The problem:
Which lines in the rows below contain the string "golden", matching case exactly? Return each of those lines in full.

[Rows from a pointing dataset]
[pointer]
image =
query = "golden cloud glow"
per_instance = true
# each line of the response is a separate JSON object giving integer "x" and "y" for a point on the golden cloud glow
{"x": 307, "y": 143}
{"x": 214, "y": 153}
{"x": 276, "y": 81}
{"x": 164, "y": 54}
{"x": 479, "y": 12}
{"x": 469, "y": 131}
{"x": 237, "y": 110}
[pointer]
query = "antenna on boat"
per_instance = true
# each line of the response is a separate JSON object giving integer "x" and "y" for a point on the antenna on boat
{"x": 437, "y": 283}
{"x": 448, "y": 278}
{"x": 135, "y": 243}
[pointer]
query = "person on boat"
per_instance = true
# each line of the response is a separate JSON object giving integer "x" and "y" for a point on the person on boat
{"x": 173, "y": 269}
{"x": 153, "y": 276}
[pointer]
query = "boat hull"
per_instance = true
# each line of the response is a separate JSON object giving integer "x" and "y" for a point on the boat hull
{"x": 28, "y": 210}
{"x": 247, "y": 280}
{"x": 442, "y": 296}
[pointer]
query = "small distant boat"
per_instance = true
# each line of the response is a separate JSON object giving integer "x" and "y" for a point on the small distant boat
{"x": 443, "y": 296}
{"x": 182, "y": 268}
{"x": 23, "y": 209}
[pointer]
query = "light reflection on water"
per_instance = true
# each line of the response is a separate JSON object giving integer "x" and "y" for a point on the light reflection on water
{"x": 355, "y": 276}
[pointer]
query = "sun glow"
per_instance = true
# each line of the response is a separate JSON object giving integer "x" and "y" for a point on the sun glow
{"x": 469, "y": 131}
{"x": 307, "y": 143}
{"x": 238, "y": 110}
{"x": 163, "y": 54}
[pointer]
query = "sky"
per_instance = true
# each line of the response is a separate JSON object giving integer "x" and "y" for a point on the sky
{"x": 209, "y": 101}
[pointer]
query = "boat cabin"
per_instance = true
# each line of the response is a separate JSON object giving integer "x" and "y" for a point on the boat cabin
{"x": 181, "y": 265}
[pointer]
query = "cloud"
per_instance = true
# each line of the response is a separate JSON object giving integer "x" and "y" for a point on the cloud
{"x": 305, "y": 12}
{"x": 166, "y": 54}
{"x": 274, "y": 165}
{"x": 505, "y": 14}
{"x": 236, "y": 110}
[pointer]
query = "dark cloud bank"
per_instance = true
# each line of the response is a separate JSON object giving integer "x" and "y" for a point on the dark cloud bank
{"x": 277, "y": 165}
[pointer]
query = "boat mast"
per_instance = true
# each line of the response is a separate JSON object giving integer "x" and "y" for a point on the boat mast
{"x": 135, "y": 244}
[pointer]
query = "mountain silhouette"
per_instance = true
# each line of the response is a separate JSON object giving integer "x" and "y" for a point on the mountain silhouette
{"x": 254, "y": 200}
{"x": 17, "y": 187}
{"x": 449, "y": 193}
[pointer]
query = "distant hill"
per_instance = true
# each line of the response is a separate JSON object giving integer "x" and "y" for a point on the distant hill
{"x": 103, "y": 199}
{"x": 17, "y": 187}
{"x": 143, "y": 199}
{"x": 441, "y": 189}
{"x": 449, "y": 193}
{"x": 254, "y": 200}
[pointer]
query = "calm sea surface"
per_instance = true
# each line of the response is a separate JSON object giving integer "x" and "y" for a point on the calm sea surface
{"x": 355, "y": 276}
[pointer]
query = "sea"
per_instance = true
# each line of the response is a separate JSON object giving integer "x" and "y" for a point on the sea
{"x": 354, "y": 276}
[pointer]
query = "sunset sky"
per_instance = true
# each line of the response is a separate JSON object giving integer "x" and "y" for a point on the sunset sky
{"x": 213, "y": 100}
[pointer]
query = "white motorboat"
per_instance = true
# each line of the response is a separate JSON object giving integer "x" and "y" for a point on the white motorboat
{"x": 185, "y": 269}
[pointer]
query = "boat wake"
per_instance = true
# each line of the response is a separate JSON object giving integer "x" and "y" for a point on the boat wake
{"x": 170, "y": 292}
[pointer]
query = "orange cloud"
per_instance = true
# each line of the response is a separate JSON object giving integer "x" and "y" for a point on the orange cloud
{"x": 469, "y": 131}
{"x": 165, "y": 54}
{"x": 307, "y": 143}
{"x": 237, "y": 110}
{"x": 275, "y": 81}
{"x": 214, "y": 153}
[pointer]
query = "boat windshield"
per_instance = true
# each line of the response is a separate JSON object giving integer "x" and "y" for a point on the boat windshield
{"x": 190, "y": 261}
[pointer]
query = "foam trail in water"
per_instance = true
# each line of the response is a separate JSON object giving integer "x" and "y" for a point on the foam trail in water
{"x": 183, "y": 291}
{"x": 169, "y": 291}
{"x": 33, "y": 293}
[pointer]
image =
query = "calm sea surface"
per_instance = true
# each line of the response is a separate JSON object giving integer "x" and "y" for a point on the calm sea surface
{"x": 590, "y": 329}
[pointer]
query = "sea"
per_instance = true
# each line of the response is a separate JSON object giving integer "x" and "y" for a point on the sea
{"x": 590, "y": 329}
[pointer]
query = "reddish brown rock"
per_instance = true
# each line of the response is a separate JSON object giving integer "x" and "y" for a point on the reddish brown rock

Finished answer:
query = "golden cloud glow"
# each line of the response is a separate JSON object giving integer "x" and "y" for a point on the golden cloud glow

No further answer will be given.